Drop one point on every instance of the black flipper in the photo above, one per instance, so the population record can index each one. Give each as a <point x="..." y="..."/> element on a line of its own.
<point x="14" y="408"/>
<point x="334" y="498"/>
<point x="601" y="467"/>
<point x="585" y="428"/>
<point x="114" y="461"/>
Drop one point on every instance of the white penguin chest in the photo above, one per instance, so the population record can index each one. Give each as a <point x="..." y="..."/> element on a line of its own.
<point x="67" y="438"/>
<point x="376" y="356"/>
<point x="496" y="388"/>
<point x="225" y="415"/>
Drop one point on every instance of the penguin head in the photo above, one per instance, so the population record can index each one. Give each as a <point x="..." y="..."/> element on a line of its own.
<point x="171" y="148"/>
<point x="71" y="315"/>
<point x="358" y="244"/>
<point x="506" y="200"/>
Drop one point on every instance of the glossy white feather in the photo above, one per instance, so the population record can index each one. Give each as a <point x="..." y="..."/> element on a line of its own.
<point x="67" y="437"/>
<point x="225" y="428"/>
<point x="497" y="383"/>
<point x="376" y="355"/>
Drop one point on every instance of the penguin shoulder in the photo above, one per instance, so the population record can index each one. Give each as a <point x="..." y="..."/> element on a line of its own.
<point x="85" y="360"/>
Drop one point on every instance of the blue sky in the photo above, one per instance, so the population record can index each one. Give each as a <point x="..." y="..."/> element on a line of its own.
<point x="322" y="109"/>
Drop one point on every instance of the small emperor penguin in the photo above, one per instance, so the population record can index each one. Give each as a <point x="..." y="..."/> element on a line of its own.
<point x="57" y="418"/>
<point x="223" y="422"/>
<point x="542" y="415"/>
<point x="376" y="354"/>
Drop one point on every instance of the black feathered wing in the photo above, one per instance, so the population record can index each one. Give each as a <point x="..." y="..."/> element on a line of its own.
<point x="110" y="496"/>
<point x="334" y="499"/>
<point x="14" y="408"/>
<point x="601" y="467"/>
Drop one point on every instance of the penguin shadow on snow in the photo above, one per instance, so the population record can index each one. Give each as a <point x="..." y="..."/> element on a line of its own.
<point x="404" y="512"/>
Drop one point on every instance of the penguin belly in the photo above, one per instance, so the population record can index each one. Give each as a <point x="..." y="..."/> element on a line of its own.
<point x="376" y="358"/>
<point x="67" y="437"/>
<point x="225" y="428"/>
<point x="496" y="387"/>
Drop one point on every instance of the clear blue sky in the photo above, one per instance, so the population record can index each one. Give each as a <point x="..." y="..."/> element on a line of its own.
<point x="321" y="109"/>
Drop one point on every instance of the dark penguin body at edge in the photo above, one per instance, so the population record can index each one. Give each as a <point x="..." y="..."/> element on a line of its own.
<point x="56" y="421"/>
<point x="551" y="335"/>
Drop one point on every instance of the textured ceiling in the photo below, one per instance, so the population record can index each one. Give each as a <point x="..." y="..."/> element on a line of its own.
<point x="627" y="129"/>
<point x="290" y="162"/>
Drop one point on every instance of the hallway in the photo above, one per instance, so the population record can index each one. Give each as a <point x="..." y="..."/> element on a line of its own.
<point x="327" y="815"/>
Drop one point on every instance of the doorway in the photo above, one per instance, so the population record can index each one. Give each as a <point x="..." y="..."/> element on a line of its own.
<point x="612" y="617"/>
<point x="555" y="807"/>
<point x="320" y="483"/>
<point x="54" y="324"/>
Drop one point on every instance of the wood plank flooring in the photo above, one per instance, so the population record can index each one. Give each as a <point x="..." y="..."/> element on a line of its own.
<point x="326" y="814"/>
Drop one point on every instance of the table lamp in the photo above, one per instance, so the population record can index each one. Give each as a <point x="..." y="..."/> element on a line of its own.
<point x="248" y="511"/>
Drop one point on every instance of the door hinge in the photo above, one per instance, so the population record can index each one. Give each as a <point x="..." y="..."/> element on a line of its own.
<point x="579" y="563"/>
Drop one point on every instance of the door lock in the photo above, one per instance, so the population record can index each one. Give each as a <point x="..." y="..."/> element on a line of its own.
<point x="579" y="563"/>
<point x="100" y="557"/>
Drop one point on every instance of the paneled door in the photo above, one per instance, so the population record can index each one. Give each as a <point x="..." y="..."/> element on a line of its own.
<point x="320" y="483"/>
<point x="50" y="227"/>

**TASK DETAILS**
Output each line of the material exactly as it was written above.

**RESULT OF THIS TASK**
Drop one point on every instance of the black flipper in the photo above, one per instance, so the population record can index each one. Give each as a <point x="..." y="..."/> element on a line of its own.
<point x="14" y="408"/>
<point x="334" y="498"/>
<point x="601" y="467"/>
<point x="585" y="428"/>
<point x="114" y="461"/>
Drop one point on every instance of the white penguin chest in the photo above, one per instance, so the population record can index each one. Give each as a <point x="..." y="..."/> element on a line of its own.
<point x="67" y="438"/>
<point x="376" y="356"/>
<point x="496" y="388"/>
<point x="225" y="415"/>
Drop one point on every instance of the penguin head in the photo above, one per instance, so the population record can index each one. Give each as a <point x="..." y="..."/> element on a line of its own.
<point x="171" y="148"/>
<point x="71" y="315"/>
<point x="358" y="244"/>
<point x="506" y="200"/>
Drop one point on every instance of the glossy white feather in the photo above, one per instance, so the population record can index each one. Give each as a <point x="..." y="..."/> element on a line of its own.
<point x="67" y="437"/>
<point x="225" y="428"/>
<point x="497" y="383"/>
<point x="376" y="355"/>
Drop one point on every instance of the penguin shoulder in the photo above, one per instance, so the population record can index each one. Give each as a <point x="..." y="..."/> element on a line of its own.
<point x="85" y="360"/>
Drop one point on every instance of the blue sky in the photo above, one per instance, so the population record can index each one. Give each as a <point x="..." y="..."/> element on a line of its own.
<point x="322" y="109"/>
Drop one point on every instance of the small emperor penguin in the photo above, one per instance, so the population record can index each one. Give each as a <point x="..." y="..."/> element on a line of its own.
<point x="57" y="418"/>
<point x="223" y="422"/>
<point x="542" y="415"/>
<point x="376" y="354"/>
Drop one point on every instance of the black feathered wing in the photo above, one per instance, so the population record can index each one. Give each as a <point x="..." y="..."/> element on a line of its own.
<point x="110" y="496"/>
<point x="334" y="499"/>
<point x="14" y="408"/>
<point x="601" y="467"/>
Drop one point on every instance of the penguin shadow on snow in the photo above, one per instance, so the population record can index each one. Give each as a <point x="..." y="..."/> element on a line of its own.
<point x="404" y="512"/>
Drop one point on every instance of the penguin belly in the photo above, one per instance, so the population record can index each one. Give each as a <point x="..." y="..."/> element on a line of its own.
<point x="376" y="358"/>
<point x="67" y="437"/>
<point x="225" y="428"/>
<point x="496" y="387"/>
Drop one point on every instance of the clear blue sky in the photo above, one per instance, so the population record can index each one. Give each as a <point x="..." y="..."/> element on a line of its own.
<point x="321" y="109"/>
Drop one point on every instance of the dark penguin body at edge in the photo above, one per instance, so the population record can index each one. Give each as a <point x="..." y="..."/> element on a line of its own.
<point x="56" y="421"/>
<point x="551" y="335"/>
Drop one point on every instance of the textured ceiling in the photo below, one per instance, so the population record can index each one. Give each as a <point x="..." y="..."/> element on a line of its own.
<point x="627" y="129"/>
<point x="290" y="162"/>
Drop one point on every instance of the hallway in the photo above, one per instance, so the population record can index each one. Give each as a <point x="..." y="..."/> element on a line of its own.
<point x="327" y="815"/>
Drop one point on every instance of the doorway in the photo above, one per instance, so the population record can index each one. Give each as a <point x="..." y="..."/> element on a line of its own.
<point x="612" y="617"/>
<point x="555" y="807"/>
<point x="320" y="483"/>
<point x="54" y="324"/>
Drop one point on every instance of the wood plank flooring in the photo above, one per instance, so the population record can index each one. Give each as a <point x="..." y="..."/> element on a line of its own.
<point x="326" y="814"/>
Drop one point on every instance of the table lamp in the photo above, one per instance, so the population record can index each one. Give each as a <point x="..." y="..."/> element on a line of its own.
<point x="248" y="511"/>
Drop one point on every instance of the door hinge in the photo above, one per instance, so the population record can index each one. Give each as a <point x="..." y="..."/> element on a line of its own.
<point x="579" y="563"/>
Drop one point on every instance of the door lock in the photo above, one per instance, so the population record can index each one. Give each as a <point x="..." y="..."/> element on a line of its own.
<point x="579" y="563"/>
<point x="100" y="557"/>
Drop one point on every instance of the paneled door in the photo above, one per instance, so the population record can index each one. Give each as a <point x="..." y="..."/> element on a line of its own.
<point x="320" y="483"/>
<point x="50" y="227"/>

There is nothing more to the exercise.